**TASK PROMPT**
Express the lines below as a Markdown table with two columns, "Row" for the row number and "Line" for the line's text, leaving out blank lines.

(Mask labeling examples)
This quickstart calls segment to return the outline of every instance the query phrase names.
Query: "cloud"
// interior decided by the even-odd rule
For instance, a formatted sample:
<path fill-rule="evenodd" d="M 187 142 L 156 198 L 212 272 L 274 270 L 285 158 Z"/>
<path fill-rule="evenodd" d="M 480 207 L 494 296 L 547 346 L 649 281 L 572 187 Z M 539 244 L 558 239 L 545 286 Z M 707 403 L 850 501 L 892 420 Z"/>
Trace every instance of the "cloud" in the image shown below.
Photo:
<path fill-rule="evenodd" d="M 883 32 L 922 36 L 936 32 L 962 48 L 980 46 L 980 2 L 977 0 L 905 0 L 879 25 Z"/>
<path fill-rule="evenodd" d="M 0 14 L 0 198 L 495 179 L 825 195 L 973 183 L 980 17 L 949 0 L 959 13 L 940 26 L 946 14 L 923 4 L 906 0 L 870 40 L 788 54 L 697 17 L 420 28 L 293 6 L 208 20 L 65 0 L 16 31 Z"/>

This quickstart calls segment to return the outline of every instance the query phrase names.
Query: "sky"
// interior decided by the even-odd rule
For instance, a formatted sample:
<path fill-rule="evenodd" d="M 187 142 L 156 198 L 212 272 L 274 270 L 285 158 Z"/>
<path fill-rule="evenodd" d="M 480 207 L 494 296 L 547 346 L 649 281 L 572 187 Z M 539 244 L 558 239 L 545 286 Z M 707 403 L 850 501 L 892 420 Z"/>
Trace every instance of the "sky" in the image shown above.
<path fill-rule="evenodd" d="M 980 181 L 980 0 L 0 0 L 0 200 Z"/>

**ANSWER**
| Row | Line |
|---|---|
| 1 | This quickstart calls segment to return the outline of every instance the query phrase names. |
| 2 | Query: "cloud" |
| 3 | // interior decided by the even-odd rule |
| 4 | For instance, a formatted sample: |
| 5 | <path fill-rule="evenodd" d="M 187 142 L 156 198 L 212 272 L 274 270 L 285 158 Z"/> |
| 6 | <path fill-rule="evenodd" d="M 480 207 L 494 296 L 547 346 L 649 281 L 572 187 Z M 539 244 L 558 239 L 545 286 Z M 707 403 L 850 501 L 892 420 Z"/> |
| 7 | Trace every instance of the "cloud" in the image shown below. |
| 8 | Photo: |
| 9 | <path fill-rule="evenodd" d="M 883 32 L 922 36 L 936 32 L 962 48 L 980 46 L 980 2 L 977 0 L 905 0 L 879 25 Z"/> |
| 10 | <path fill-rule="evenodd" d="M 0 14 L 0 198 L 495 179 L 825 195 L 973 183 L 980 17 L 949 0 L 959 13 L 940 26 L 946 14 L 923 4 L 906 0 L 870 40 L 788 54 L 697 17 L 420 28 L 293 6 L 208 20 L 65 0 L 16 31 Z"/> |
| 11 | This quickstart calls segment to return the outline of every instance the query phrase names. |
| 12 | Query: "sky" |
| 13 | // interior decided by the even-odd rule |
| 14 | For instance, a formatted sample: |
| 15 | <path fill-rule="evenodd" d="M 187 142 L 156 198 L 212 272 L 274 270 L 285 158 Z"/> |
| 16 | <path fill-rule="evenodd" d="M 480 207 L 494 296 L 547 346 L 649 281 L 572 187 Z M 539 244 L 558 239 L 545 286 Z M 707 403 L 850 501 L 892 420 Z"/> |
| 17 | Trace every instance of the "sky" in the image shown above. |
| 18 | <path fill-rule="evenodd" d="M 980 181 L 980 0 L 0 0 L 0 200 Z"/> |